## start Dataset records

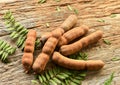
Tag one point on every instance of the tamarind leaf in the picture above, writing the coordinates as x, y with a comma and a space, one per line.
58, 8
69, 7
43, 78
12, 34
60, 76
76, 11
106, 41
34, 82
1, 42
56, 80
1, 52
19, 28
4, 58
3, 45
11, 29
53, 82
41, 1
73, 83
51, 73
109, 81
40, 79
16, 25
47, 75
6, 46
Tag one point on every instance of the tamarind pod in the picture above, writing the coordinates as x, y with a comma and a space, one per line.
67, 62
69, 22
32, 33
40, 62
50, 45
78, 45
77, 64
72, 34
94, 64
56, 33
27, 60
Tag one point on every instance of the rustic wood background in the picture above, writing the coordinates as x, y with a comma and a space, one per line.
34, 16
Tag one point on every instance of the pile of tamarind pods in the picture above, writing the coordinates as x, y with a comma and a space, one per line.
61, 38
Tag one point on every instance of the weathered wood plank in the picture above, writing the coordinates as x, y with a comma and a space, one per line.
34, 16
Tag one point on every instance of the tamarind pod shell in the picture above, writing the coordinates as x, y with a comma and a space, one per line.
67, 62
40, 62
29, 49
30, 42
70, 49
27, 60
44, 37
69, 22
31, 33
78, 45
73, 34
94, 64
57, 33
50, 45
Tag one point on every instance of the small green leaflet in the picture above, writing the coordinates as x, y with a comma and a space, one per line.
34, 81
115, 59
58, 9
41, 1
107, 41
113, 15
109, 81
101, 20
69, 7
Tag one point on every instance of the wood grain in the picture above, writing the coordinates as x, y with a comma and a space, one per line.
34, 16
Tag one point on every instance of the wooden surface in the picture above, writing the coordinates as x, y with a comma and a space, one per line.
34, 16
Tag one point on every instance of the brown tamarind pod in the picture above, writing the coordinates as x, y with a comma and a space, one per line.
67, 62
27, 59
40, 62
50, 45
47, 51
72, 34
76, 64
78, 45
66, 25
94, 64
69, 22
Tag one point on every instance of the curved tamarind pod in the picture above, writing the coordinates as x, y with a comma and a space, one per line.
67, 62
40, 62
94, 64
78, 45
47, 50
69, 22
67, 25
77, 64
72, 34
27, 59
50, 45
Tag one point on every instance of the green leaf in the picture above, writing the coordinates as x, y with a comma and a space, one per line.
56, 80
58, 8
106, 41
53, 82
113, 15
76, 11
101, 20
34, 82
40, 79
115, 59
69, 7
109, 81
41, 1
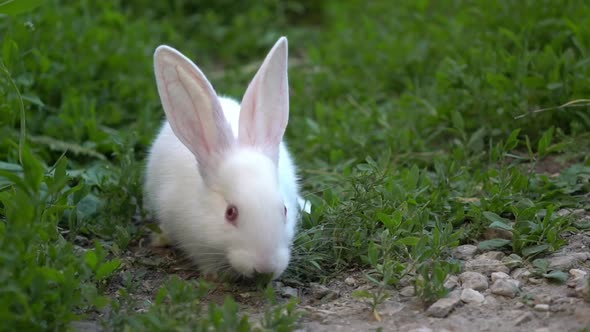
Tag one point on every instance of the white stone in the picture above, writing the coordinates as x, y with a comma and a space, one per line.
469, 295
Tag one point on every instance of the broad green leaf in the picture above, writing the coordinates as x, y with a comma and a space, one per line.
493, 244
533, 250
106, 269
544, 142
15, 7
491, 216
409, 240
501, 225
91, 259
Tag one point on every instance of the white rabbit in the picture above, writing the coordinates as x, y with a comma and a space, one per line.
219, 178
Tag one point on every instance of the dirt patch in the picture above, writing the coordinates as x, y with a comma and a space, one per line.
535, 305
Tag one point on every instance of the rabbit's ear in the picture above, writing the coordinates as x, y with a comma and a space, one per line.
265, 106
192, 108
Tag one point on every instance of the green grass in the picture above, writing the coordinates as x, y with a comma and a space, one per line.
404, 122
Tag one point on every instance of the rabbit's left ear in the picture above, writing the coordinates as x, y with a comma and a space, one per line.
265, 106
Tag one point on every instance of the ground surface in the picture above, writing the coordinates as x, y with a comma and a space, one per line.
537, 305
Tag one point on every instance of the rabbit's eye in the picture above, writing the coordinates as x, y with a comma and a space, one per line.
231, 214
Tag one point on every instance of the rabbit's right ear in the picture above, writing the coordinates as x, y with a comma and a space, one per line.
192, 108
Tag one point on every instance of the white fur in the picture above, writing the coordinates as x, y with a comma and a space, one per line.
190, 200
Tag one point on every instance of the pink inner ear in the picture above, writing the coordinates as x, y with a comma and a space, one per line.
192, 108
265, 106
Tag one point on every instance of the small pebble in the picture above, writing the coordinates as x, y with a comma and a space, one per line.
521, 273
543, 299
469, 295
474, 280
452, 282
486, 266
542, 307
421, 329
407, 291
495, 255
535, 281
288, 291
505, 287
542, 329
465, 252
524, 318
443, 307
499, 275
568, 261
512, 261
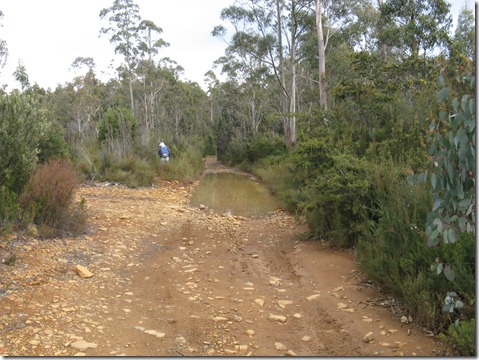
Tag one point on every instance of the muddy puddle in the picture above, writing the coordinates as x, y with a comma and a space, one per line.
234, 194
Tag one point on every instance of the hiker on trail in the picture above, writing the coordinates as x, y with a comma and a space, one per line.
164, 152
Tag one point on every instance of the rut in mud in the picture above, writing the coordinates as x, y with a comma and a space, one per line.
172, 280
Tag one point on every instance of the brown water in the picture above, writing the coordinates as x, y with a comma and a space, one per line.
234, 194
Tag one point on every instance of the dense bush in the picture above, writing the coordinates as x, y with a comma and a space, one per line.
48, 199
462, 337
395, 255
331, 189
185, 165
130, 170
27, 136
21, 128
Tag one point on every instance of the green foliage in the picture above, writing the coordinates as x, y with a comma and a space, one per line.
22, 125
131, 171
185, 165
332, 191
452, 170
263, 147
395, 253
8, 208
48, 198
117, 124
462, 337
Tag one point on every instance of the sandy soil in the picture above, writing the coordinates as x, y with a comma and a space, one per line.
171, 280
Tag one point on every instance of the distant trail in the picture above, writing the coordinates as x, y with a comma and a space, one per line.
172, 280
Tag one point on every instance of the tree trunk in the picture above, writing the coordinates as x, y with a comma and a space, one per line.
292, 104
323, 97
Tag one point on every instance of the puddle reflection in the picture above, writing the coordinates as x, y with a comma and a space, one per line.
234, 194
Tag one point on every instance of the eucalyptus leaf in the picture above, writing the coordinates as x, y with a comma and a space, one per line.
442, 94
451, 234
449, 273
439, 268
433, 181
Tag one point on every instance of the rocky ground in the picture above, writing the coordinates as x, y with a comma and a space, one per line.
161, 278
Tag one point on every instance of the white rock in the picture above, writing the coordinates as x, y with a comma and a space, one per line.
368, 337
283, 303
260, 302
219, 319
278, 318
83, 271
155, 333
83, 345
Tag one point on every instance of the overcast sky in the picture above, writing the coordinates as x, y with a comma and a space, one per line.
47, 36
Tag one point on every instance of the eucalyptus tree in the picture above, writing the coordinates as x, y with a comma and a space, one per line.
21, 76
266, 37
414, 27
465, 34
83, 103
152, 83
123, 21
3, 48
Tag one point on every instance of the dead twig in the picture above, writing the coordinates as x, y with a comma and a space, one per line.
355, 273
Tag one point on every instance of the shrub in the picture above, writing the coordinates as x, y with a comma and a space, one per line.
462, 337
332, 190
21, 123
262, 147
8, 208
48, 198
131, 171
395, 253
185, 165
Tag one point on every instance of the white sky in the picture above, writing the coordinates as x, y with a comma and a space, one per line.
47, 36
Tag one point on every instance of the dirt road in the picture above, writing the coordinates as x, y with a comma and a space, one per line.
171, 280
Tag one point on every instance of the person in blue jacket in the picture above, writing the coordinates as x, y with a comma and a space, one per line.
164, 152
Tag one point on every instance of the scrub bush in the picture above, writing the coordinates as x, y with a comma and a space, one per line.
462, 337
48, 199
332, 191
131, 171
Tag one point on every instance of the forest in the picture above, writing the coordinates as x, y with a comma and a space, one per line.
358, 115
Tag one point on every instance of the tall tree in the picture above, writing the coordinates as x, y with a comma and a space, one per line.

## end Dataset records

The records above are to be restated exactly, without their pictures.

Solution below:
Tag one point on every instance of the tamarind leaf in the picture above, writing the coordinates as x, y with a comma and a space, one per line.
58, 8
69, 7
43, 78
12, 34
60, 76
76, 11
106, 41
34, 82
1, 42
56, 80
1, 52
19, 28
4, 58
3, 45
11, 29
53, 82
41, 1
73, 83
51, 73
109, 81
40, 79
16, 25
47, 75
6, 46
Tag one point on every instance of the tamarind pod in the picture above, writing the coordinates as x, y with a comma and a space, one per line.
67, 62
69, 22
32, 33
40, 62
50, 45
78, 45
77, 64
72, 34
94, 64
56, 33
27, 60
Tag one point on every instance of the rustic wood background in the picture above, writing the coordinates as x, y with a comma and a space, one per line.
34, 16
Tag one point on every instance of the pile of tamarind pods in the picture above, writing the coordinates as x, y with a comma and a space, one per line.
61, 38
Tag one point on every instance of the weathered wood plank in the picture above, writing the coordinates as x, y with a comma and a space, one per line.
34, 16
Tag one point on every instance of the tamarind pod shell in the picture above, writing the coordinates as x, y with a comma and a space, one per line.
67, 62
40, 62
29, 49
30, 42
70, 49
27, 60
44, 37
69, 22
31, 33
78, 45
73, 34
94, 64
57, 33
50, 45
Tag one point on every instance of the small green leaflet in the picture above, writing the coordinates as x, y with a comma and a space, one per line.
34, 81
115, 59
58, 9
41, 1
107, 41
113, 15
109, 81
101, 20
69, 7
Tag one point on every instance of the wood grain in the picture above, writing the coordinates as x, y with a comma and a space, one per line.
34, 16
Tag one point on every instance of the wooden surface in the picture above, writing the coordinates as x, y with a comma and a space, one per line.
34, 16
Tag one point on every instance of the brown tamarind pod in the picture above, writing the coordinates as x, y with a comma and a space, one per line.
67, 62
27, 59
40, 62
50, 45
47, 51
72, 34
76, 64
78, 45
66, 25
94, 64
69, 22
Tag one point on every instance of the curved tamarind pod in the picture above, writing the coordinates as x, y with a comma and a space, one per line.
67, 62
40, 62
94, 64
78, 45
47, 50
69, 22
67, 25
77, 64
72, 34
27, 59
50, 45
Tag one point on every instance of the green leaf in the picture above, writing the coordinates as x, y with a comma and a space, one per line.
56, 80
58, 8
106, 41
53, 82
113, 15
76, 11
101, 20
34, 82
40, 79
115, 59
69, 7
109, 81
41, 1
Tag one point on every instance of the white stone in the picture above, writing the coordinates as x, y with a comma and a space, one per line.
469, 295
Tag one point on every instance of the broad green leaf in the picture above, writing the coordinates as x, y with a comma and a space, one per line.
493, 244
533, 250
106, 269
544, 142
15, 7
491, 216
409, 240
501, 225
91, 259
Tag one point on every instance of the white rabbit in the picture above, writing the coordinates as x, y with a comma and a space, one per line.
219, 178
Tag one point on every instance of the dirt patch in the picture above, writing the coordinates as x, y with a comma and a space, one per line.
535, 305
Tag one point on every instance of the rabbit's ear in the picture above, writing the coordinates as x, y with a comma and a space, one per line.
265, 106
192, 108
Tag one point on every instance of the green grass in the picture above, writing the coordinates as x, y with a comma and a space, one per line.
404, 122
Tag one point on every instance of the rabbit's left ear in the picture above, writing the coordinates as x, y with a comma and a space, one per line.
265, 106
Tag one point on every instance of the ground surface in the picture above, writing the coordinates as x, y with a comma and a space, one per line.
537, 305
Tag one point on every instance of the rabbit's eye in the picture above, writing the coordinates as x, y with a comma and a space, one per line.
231, 214
Tag one point on every instance of the rabbit's right ear in the picture above, writing the coordinates as x, y with a comma and a space, one per line.
192, 108
Tag one point on every instance of the white fur in the picture above, writing the coordinates as x, y with a comma and a space, one per line.
190, 200
Tag one point on every instance of the pink inner ear in the picture above, writing the coordinates as x, y with a comma and a space, one per line.
192, 108
265, 106
Tag one point on every instance of the small pebble in the picture above, writing the coordinates as x, y with a comma and a space, one per line.
521, 273
543, 299
469, 295
474, 280
452, 282
486, 266
542, 307
421, 329
407, 291
495, 255
535, 281
288, 291
505, 287
542, 329
465, 252
524, 318
443, 307
499, 275
568, 261
512, 261
Tag one point on every instance of the muddy puddle in the picture above, writing the coordinates as x, y with a comma and a space, one per line.
234, 194
Tag one point on every instance of the hiker on trail in the picture above, writing the coordinates as x, y with a comma and a space, one per line.
164, 152
Tag one point on every instance of the rut in mud in the picture above, writing the coordinates as x, y with a comma and a space, one per line.
172, 280
Tag one point on every instance of the brown water in the picture above, writing the coordinates as x, y with a comma and a space, one per line.
234, 194
Tag one point on every instance of the dense bush in the picture above, writing the coordinates as x, y with a comma and a space, one per line.
48, 199
462, 337
395, 255
331, 189
185, 165
130, 170
27, 136
21, 128
Tag one point on every instance of the green foliage in the picture above, writing the coordinates as x, y with a comma and a space, one per line.
22, 125
131, 171
185, 165
332, 191
452, 170
263, 147
395, 253
8, 208
48, 198
117, 124
462, 337
Tag one point on every instance of the sandy soil in the picture above, writing the coordinates as x, y with a comma and a space, one per line.
171, 280
Tag one point on every instance of the distant trail in the picture above, writing the coordinates as x, y with a comma and a space, one per line.
172, 280
Tag one point on every instance of the tree trunk in the picture above, writing the coordinates as x, y with a comma and a space, one per line.
292, 104
323, 97
Tag one point on every instance of the puddle reflection in the picture above, writing the coordinates as x, y with a comma and a space, one per line.
234, 194
Tag one point on every instance of the eucalyptus leaf in the picture above, writing the coordinates as x, y with a comma and a space, one per line.
442, 94
451, 234
449, 273
439, 268
433, 181
Tag one point on every instance of the rocky ground in the picture above, writing the coordinates as x, y with a comma and a space, one per line.
161, 278
Tag one point on every instance of the white rock in the picture above, writing the coordinates as x, y with a comma and a space, one per line.
368, 337
283, 303
260, 302
219, 319
278, 318
83, 271
155, 333
83, 345
Tag one point on every instance of the overcast sky in the picture above, writing the coordinates as x, y with a comma and a space, one per line.
47, 36
Tag one point on every instance of the eucalyptus tree in the picture above, writing the coordinates as x, y with a comma and a space, one per line.
21, 76
266, 37
414, 27
465, 34
83, 103
152, 83
123, 21
3, 48
Tag one point on every instance of the dead twig in the picture above, writing the coordinates as x, y with a comma and a space, one per line.
355, 273
Tag one point on every instance of the shrub in the picture above, writing the coordinates as x, y with a comma and a space, one per line.
462, 337
332, 190
21, 123
262, 147
8, 208
48, 198
131, 171
395, 253
185, 165
Tag one point on every instance of the white sky in the picture above, writing the coordinates as x, y with a comma and a space, one per line.
47, 36
Tag one point on every instance of the dirt road in the picture above, writing the coordinates as x, y with a comma and a space, one per line.
171, 280
Tag one point on every instance of the person in blue jacket in the picture above, writing the coordinates as x, y with a comma and a space, one per line.
164, 152
Tag one point on every instance of the scrub bush in the picture above, writing the coordinates as x, y with a comma and a space, one per line.
462, 337
48, 199
332, 191
131, 171
Tag one point on every instance of the forest in the picture above, writing the coordinates as x, y with a comma and a space, one per line.
358, 115
Tag one point on every instance of the tall tree in the picture above, writing the coordinates as x, y with a comma and a space, one per line.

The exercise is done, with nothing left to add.